--- Records supplied Enclosed Below ---

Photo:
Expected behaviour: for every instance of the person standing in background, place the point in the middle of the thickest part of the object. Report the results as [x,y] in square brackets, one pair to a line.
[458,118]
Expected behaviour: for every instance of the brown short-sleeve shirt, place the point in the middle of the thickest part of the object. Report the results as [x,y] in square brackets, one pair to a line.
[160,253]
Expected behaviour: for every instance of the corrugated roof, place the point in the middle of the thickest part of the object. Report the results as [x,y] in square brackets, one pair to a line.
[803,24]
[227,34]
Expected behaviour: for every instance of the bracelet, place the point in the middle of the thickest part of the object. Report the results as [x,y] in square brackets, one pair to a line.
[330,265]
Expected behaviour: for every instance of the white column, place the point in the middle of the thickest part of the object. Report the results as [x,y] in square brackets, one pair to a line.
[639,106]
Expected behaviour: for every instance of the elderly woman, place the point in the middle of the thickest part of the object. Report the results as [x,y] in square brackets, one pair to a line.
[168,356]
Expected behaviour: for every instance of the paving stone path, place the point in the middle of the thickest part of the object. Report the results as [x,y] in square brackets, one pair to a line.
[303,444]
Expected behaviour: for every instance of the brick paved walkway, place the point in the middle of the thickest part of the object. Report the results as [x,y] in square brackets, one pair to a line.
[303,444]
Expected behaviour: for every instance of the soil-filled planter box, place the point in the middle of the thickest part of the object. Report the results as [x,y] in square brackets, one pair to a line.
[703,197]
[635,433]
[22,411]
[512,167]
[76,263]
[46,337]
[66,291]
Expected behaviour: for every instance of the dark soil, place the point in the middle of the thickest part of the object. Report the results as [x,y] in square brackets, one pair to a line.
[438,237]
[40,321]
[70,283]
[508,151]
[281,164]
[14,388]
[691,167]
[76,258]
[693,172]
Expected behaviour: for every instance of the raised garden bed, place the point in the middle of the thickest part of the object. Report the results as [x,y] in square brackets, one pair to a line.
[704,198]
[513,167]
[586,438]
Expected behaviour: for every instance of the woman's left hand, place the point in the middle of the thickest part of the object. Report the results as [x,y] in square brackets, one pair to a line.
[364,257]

--- End of Enclosed Records supplied ---

- **The task**
Your task is to restate the material above word for word.

- **Task answer**
Photo:
Expected behaviour: for every instance of the person standing in background, place the point in the middle of the thickest part of the object. Report the results as [x,y] in square brackets, one pair to a line.
[458,118]
Expected behaviour: for every instance of the brown short-sleeve shirt, place the point in the middle of the thickest part of the object. Report the results as [x,y] in square brackets, one pair to a line.
[160,253]
Expected behaviour: for every instance of the corrugated roof, place the point in the middle of the thickest part of the object. Report the results as [x,y] in square brackets, one pair to a line.
[803,24]
[227,34]
Expected behaviour: for every instance of the bracelet, place the point in the middle of the thickest part of the object. Report the results as [x,y] in square brackets, one pair to a line.
[330,265]
Expected behaviour: for every instance of the white column, place the point in the middle of the thickest part of the object. Report the results as [x,y] in square brackets, one pair to a line.
[639,106]
Expected behaviour: for every instance of the elderly woman, place the point in the middle of the thickest part of the object. Report the results as [x,y] in square brackets, one pair to a line.
[168,356]
Expected behaviour: for every instance of the paving stone path, place the point in the middle of the thickest part of the object. Report the results as [x,y] in square brackets, one pair to a line.
[303,444]
Expected behaviour: for every instance of the brick paved walkway, place the point in the middle of the thickest part of the object. Report the results as [x,y] in square brackets, one pair to a line.
[303,444]
Expected behaviour: for every instance of the soil-filled planter box, place the point in the middle of the thickest part of the object. Report the results as [x,y] in square brackets, one pair to a line.
[703,197]
[635,433]
[22,411]
[512,167]
[76,263]
[46,337]
[66,291]
Expected behaviour: for every instance of the dark soil, place the point in the middle of the thickest part of the object. Report the results as [x,y] in square brackets, one pair to a line.
[438,237]
[40,321]
[70,283]
[508,151]
[281,164]
[14,388]
[691,167]
[76,258]
[693,172]
Expected behaviour: for every instance of the raised garden bed, place the point in the middle of the thickest part of the object. Report the results as [x,y] in square brackets, one pair to a line.
[704,198]
[513,167]
[586,438]
Expected behaviour: for every instance of the woman's left hand, place the point in the middle of the thickest part of the object. Report the results as [x,y] in square brackets, one pair to a line.
[364,257]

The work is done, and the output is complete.